(Extracted records)
_ _ _ _ _

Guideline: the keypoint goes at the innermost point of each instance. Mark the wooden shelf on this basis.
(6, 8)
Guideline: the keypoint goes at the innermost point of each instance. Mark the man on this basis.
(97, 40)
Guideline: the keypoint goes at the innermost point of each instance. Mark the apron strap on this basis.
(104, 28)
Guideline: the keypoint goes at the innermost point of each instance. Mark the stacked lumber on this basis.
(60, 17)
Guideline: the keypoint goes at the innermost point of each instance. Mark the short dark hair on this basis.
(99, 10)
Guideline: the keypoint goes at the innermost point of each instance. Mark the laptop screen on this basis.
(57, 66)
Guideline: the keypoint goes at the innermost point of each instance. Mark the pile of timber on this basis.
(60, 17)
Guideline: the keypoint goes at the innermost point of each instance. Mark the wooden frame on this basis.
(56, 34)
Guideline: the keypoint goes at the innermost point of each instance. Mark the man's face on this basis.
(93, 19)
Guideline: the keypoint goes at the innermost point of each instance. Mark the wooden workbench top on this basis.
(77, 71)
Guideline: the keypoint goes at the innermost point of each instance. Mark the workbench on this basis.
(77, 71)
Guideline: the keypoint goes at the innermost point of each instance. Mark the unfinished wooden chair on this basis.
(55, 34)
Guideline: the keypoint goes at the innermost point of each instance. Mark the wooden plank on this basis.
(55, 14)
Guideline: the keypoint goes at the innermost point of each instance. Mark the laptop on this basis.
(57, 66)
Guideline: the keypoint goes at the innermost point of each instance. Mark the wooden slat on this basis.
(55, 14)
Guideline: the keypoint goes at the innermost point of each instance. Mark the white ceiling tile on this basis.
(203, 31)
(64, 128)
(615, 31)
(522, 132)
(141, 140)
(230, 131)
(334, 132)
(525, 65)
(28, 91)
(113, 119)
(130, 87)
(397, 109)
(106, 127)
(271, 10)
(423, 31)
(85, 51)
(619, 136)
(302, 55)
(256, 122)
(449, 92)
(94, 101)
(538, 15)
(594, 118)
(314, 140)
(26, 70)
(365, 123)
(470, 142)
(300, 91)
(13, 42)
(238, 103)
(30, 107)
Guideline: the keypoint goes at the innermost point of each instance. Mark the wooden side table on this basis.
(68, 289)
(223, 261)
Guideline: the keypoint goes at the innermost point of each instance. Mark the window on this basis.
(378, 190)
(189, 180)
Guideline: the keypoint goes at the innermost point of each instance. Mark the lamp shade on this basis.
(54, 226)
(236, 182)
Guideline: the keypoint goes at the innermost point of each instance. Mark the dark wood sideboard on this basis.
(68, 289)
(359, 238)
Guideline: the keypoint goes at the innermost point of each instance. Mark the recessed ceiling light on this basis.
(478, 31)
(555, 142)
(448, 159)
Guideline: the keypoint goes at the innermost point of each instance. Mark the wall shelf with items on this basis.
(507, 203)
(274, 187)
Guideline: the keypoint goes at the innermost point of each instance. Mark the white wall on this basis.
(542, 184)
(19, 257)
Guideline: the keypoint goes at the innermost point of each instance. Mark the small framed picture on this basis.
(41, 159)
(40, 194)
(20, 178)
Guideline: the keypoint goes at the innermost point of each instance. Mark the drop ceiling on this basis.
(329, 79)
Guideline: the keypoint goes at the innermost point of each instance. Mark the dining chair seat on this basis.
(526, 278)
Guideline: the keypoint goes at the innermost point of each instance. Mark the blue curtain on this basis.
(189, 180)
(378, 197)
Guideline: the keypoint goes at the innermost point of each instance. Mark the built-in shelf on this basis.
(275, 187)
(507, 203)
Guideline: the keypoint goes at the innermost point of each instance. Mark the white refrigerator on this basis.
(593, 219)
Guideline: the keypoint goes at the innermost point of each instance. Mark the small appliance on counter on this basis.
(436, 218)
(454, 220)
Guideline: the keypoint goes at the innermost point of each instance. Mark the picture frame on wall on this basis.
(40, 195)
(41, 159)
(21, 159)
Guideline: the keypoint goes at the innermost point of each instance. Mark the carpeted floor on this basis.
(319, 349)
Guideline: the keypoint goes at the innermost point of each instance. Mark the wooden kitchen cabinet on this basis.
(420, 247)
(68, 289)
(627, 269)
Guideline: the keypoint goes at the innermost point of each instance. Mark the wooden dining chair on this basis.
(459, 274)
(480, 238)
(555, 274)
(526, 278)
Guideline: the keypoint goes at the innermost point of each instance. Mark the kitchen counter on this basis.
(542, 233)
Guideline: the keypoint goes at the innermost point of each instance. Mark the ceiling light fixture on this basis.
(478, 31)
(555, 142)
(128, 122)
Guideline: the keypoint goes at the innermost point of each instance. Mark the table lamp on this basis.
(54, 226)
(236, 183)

_ _ _ _ _

Task details: Beginning with the line that contains "seat on this basis.", quote each line exactly through the last line of the entries above, and nothing beyond them.

Finished exercise:
Guideline: the keypoint goes at the innermost point of each instance. Mark the dining chair seat on this basis.
(526, 278)
Guideline: the keypoint goes at the innermost point of each instance. Mark the blue curtain on this basis.
(189, 180)
(378, 197)
Guideline: the keypoint goes at the innermost point of each instance. Mark the built-in shelf on this basis.
(275, 187)
(507, 203)
Guideline: the keypoint goes at the innermost point of each instance. Mark the white refrigerator on this basis.
(593, 219)
Guideline: the keypoint goes at the innermost point of each instance. Mark the small appliance on counter on this basis.
(436, 218)
(454, 220)
Guideline: the keypoint goes at the innermost point of each instance. Mark the picture frame on wall on this basis.
(40, 195)
(41, 159)
(21, 159)
Guideline: the keypoint goes at the innermost point of each instance. Mark the carpeted floor on this basis.
(319, 349)
Guideline: the keypoint goes at the innermost point of each instance. Mark the wooden kitchen cabinet on this basis.
(420, 247)
(68, 289)
(627, 269)
Guideline: the keypoint goes at the innermost point of each instance. Mark the wooden dining chair on this basis.
(459, 274)
(480, 238)
(555, 274)
(526, 278)
Guideline: the keypoint goes at the innermost point of each instance. Mark the kitchen counter on this basis.
(542, 233)
Guideline: the keypoint goes at the innermost point of each instance. Mark the ceiling light fixture on this basis.
(478, 31)
(555, 142)
(128, 122)
Guideline: the keypoint goes at the innermost point of each instance. Mark the table lamp on this basis.
(54, 226)
(236, 183)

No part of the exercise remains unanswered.